Location annotation dataset excerpts
===============
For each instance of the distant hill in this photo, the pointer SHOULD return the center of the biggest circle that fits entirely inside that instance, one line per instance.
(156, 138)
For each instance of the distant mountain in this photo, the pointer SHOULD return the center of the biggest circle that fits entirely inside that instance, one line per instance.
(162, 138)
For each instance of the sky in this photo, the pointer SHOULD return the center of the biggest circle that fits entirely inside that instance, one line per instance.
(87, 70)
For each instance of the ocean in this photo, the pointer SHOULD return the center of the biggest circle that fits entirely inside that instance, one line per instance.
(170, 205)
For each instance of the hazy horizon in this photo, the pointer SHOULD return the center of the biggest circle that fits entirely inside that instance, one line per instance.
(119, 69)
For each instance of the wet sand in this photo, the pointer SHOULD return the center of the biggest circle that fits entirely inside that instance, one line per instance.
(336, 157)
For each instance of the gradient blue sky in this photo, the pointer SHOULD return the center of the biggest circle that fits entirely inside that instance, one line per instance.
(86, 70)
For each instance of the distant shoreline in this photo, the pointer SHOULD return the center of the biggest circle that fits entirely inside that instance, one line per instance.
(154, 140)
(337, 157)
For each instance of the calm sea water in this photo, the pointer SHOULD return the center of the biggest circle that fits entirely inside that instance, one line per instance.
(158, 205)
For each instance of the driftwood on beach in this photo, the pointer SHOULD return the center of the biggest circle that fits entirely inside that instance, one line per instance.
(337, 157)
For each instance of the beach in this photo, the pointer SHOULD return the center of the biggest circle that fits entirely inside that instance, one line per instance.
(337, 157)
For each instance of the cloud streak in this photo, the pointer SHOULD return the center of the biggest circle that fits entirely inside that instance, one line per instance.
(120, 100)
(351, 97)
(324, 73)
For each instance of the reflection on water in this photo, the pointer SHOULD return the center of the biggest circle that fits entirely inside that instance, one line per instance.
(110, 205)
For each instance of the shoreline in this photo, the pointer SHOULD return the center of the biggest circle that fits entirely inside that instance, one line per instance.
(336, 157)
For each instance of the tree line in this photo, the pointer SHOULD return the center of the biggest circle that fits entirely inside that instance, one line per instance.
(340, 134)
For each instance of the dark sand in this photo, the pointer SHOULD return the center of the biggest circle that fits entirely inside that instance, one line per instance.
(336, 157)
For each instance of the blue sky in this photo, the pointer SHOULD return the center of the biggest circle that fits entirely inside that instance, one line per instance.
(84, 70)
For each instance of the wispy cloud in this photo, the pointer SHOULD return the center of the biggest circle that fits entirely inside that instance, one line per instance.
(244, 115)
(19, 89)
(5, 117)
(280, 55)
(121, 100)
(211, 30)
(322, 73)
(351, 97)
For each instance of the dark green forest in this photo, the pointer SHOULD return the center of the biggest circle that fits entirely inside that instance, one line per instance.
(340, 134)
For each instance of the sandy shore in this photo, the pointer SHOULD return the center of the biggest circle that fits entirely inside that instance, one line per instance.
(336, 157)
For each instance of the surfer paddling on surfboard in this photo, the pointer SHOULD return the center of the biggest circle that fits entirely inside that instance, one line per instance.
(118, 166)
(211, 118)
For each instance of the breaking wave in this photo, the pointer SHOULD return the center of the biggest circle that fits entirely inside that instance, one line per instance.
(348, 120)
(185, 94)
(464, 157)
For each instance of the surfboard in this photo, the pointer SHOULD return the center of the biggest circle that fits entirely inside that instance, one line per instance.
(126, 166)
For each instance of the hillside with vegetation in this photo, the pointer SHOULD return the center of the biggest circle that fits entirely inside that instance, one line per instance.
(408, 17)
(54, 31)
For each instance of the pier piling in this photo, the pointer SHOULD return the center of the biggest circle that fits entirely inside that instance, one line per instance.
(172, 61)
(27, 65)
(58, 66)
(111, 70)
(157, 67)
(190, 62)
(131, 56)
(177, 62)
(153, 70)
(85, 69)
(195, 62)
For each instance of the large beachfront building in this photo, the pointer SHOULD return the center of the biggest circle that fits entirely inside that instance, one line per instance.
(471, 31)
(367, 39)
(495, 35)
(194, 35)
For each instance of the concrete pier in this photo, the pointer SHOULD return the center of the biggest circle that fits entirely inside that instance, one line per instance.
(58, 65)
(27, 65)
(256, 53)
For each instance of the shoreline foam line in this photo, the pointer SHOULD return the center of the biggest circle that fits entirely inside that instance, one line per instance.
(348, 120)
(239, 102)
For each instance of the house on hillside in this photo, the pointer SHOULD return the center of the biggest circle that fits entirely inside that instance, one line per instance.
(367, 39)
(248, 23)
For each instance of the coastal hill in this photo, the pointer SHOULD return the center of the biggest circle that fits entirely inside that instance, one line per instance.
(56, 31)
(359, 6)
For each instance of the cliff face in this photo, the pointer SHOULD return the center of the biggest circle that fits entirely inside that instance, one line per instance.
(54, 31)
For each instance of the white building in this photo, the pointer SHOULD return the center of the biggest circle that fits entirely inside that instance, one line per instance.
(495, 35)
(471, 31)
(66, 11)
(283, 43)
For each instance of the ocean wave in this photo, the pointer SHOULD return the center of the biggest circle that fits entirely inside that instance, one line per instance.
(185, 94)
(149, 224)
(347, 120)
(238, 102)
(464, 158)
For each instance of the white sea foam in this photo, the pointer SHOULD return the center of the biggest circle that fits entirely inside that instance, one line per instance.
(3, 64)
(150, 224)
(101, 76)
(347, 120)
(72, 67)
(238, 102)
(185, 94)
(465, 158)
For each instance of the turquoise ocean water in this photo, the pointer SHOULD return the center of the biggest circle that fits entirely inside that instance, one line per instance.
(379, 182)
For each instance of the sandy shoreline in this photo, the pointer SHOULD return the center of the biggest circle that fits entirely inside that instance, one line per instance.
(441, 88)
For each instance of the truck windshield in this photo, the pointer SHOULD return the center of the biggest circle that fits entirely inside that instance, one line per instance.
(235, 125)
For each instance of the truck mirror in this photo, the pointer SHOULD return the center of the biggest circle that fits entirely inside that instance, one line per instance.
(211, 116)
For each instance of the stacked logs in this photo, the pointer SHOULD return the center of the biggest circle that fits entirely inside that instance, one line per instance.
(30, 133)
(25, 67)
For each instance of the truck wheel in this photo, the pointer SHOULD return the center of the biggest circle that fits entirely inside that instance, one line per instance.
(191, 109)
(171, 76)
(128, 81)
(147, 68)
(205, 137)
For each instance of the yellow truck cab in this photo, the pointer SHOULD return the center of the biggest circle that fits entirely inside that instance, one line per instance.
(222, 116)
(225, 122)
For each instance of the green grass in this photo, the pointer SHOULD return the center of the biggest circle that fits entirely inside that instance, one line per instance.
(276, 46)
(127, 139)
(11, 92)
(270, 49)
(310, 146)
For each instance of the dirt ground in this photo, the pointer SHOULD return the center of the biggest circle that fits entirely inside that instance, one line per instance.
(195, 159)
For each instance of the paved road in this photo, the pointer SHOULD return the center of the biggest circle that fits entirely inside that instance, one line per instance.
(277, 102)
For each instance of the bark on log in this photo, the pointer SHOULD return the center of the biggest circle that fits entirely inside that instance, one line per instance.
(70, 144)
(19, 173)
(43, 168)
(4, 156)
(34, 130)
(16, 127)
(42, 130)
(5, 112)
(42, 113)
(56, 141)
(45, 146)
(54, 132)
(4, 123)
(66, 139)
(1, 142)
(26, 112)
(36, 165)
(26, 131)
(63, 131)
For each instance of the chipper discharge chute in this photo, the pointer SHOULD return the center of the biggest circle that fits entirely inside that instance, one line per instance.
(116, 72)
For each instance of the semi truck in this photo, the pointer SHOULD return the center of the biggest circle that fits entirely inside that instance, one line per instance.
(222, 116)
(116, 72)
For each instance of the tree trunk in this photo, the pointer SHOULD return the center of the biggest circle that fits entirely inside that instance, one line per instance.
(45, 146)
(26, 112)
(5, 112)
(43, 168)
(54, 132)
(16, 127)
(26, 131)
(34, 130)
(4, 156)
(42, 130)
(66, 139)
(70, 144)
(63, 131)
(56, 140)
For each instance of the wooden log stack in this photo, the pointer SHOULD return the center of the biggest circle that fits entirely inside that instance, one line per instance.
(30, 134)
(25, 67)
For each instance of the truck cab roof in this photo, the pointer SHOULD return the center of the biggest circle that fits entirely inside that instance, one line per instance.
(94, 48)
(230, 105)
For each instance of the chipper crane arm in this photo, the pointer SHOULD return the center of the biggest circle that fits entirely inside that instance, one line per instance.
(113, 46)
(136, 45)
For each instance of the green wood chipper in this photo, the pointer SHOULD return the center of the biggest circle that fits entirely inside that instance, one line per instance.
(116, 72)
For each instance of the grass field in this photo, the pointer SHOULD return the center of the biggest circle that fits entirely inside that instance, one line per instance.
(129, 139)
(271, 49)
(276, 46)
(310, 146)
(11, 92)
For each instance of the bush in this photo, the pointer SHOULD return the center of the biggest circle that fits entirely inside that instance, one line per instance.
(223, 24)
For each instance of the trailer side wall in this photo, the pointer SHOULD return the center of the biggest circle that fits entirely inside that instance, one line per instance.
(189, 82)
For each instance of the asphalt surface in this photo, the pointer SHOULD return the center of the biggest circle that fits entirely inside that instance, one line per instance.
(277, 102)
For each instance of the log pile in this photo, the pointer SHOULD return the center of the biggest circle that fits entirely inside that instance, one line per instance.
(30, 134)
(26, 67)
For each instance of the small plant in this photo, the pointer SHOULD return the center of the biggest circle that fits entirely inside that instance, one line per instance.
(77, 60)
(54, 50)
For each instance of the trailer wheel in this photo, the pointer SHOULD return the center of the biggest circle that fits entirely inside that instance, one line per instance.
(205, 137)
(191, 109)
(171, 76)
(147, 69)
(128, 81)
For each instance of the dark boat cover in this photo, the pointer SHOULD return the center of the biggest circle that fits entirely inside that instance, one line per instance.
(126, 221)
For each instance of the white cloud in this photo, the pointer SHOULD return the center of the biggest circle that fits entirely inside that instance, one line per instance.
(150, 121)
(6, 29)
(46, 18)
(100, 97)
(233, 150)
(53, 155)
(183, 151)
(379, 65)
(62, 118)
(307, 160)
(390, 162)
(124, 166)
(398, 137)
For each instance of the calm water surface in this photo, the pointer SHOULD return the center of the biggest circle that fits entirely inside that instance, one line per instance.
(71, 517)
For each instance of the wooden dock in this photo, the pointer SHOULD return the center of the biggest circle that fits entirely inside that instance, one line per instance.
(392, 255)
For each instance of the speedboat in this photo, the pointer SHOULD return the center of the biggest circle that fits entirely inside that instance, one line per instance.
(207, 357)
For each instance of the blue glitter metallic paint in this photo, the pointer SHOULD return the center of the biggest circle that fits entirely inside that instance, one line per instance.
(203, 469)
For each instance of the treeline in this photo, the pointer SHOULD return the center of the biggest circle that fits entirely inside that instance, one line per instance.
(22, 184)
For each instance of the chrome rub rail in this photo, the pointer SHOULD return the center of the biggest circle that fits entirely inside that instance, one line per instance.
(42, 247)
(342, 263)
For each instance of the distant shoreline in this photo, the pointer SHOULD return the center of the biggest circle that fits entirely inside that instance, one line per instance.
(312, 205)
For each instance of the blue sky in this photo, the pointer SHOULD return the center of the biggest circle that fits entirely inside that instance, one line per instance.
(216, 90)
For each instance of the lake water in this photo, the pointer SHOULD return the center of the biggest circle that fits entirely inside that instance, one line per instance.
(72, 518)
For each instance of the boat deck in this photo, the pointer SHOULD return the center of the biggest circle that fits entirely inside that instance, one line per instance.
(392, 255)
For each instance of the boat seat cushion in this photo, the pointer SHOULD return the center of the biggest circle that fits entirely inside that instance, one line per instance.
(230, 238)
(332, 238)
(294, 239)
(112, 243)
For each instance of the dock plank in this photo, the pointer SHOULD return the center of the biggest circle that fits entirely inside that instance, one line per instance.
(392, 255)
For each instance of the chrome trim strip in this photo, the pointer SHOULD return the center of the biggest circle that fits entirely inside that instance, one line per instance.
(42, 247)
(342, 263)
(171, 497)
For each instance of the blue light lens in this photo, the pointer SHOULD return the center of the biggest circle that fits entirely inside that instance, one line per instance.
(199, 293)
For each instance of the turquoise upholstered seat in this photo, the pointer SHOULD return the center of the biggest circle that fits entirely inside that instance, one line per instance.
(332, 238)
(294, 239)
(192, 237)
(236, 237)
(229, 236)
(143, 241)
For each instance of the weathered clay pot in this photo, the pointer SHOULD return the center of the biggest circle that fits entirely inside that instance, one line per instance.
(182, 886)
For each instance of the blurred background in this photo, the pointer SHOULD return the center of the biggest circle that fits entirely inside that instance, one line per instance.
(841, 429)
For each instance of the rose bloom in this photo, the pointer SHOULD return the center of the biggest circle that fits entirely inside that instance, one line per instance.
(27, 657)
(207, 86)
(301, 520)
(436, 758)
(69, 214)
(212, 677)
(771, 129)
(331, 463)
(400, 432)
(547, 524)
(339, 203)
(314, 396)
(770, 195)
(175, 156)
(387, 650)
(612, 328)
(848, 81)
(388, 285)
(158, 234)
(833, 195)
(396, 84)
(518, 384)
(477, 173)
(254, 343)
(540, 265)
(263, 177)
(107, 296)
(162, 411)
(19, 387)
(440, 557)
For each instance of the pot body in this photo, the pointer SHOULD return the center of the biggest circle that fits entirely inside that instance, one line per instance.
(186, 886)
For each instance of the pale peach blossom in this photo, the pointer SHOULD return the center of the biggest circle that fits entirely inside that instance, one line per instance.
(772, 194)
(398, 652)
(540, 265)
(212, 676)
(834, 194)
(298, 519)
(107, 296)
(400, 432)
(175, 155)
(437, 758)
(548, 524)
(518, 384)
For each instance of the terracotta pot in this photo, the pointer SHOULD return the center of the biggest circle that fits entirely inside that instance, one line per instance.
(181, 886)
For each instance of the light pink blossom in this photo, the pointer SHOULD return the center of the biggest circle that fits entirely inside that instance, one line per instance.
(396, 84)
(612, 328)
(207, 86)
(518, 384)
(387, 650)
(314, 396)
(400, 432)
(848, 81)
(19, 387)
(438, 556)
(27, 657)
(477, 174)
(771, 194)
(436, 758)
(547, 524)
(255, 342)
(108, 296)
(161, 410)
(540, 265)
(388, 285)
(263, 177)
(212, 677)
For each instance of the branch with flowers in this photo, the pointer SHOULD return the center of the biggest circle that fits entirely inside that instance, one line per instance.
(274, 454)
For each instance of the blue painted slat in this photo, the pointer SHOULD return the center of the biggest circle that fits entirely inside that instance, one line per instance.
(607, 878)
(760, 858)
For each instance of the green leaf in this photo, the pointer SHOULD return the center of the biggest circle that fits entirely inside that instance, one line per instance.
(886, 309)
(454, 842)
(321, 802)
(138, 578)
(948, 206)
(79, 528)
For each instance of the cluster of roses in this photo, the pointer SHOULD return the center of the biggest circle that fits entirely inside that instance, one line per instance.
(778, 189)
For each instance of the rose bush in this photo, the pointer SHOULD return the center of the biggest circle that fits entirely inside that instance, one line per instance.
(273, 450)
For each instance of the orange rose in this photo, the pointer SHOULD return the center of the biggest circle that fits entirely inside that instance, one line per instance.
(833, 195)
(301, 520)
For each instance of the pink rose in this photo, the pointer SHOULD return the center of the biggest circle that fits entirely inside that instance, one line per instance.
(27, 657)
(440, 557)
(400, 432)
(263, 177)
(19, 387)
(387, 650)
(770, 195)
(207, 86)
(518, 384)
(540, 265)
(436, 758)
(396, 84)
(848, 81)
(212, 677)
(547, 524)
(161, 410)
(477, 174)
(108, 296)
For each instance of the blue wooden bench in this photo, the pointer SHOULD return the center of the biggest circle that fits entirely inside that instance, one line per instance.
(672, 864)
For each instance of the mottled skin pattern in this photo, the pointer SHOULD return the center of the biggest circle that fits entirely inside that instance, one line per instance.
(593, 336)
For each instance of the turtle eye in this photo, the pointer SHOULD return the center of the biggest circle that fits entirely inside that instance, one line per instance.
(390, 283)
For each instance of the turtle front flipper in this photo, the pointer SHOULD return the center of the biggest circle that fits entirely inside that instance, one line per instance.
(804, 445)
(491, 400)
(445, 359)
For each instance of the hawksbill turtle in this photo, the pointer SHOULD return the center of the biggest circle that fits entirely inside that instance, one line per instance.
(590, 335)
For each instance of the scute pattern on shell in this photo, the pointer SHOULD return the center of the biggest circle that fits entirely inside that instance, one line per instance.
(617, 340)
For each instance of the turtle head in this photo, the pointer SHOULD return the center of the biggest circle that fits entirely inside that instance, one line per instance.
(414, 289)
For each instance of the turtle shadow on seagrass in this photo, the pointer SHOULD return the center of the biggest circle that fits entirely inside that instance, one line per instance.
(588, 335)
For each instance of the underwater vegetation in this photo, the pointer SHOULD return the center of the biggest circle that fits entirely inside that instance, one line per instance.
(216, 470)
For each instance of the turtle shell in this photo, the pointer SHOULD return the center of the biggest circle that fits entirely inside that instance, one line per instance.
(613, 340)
===============
Reproduce only those lines of the entries above that run from the line with "For each instance of the blue wooden" to the final line.

For each instance of the blue wooden bench in this photo, the pointer SHOULD return the center of the biggest circle that fits entirely inside that instance, one line per instance.
(672, 864)
For each instance of the mottled skin pattern in this photo, the pointer SHOULD return the center of the biggest circle that fits entirely inside that instance, one line per instance.
(593, 336)
For each instance of the turtle eye in this photo, the pointer SHOULD return the center of the biggest circle that fits entirely inside that instance, one line per instance.
(390, 283)
For each instance of the turtle front flipper in this photo, the pointer SHOULD return the center of the biggest circle that fits entirely inside that instance, one line per instance.
(804, 445)
(491, 400)
(445, 359)
For each instance of the hawksbill turtle in this photo, the pointer SHOULD return the center of the biggest circle that fits entirely inside that instance, one line per instance.
(590, 335)
For each instance of the scute pattern on shell in this photo, the pointer SHOULD return the center of the biggest circle that fits entirely inside that instance, one line per instance.
(617, 340)
For each instance of the turtle head in this photo, the pointer SHOULD return the center of the biggest circle that fits entirely inside that instance, one line per instance.
(414, 289)
For each instance of the turtle shadow on seagrass in this photo, the pointer SHOULD return the center of the biggest circle that fits entirely inside that instance, one line per instance.
(588, 335)
For each instance of the underwater vegetation in this photo, the pointer SHOULD return the center of the biggest circle that fits entirely inside that instance, one line per instance.
(216, 470)
For each instance of the turtle shell in this photo, the pointer SHOULD return the center of the biggest circle that fits entirely inside that instance, one line per instance.
(613, 340)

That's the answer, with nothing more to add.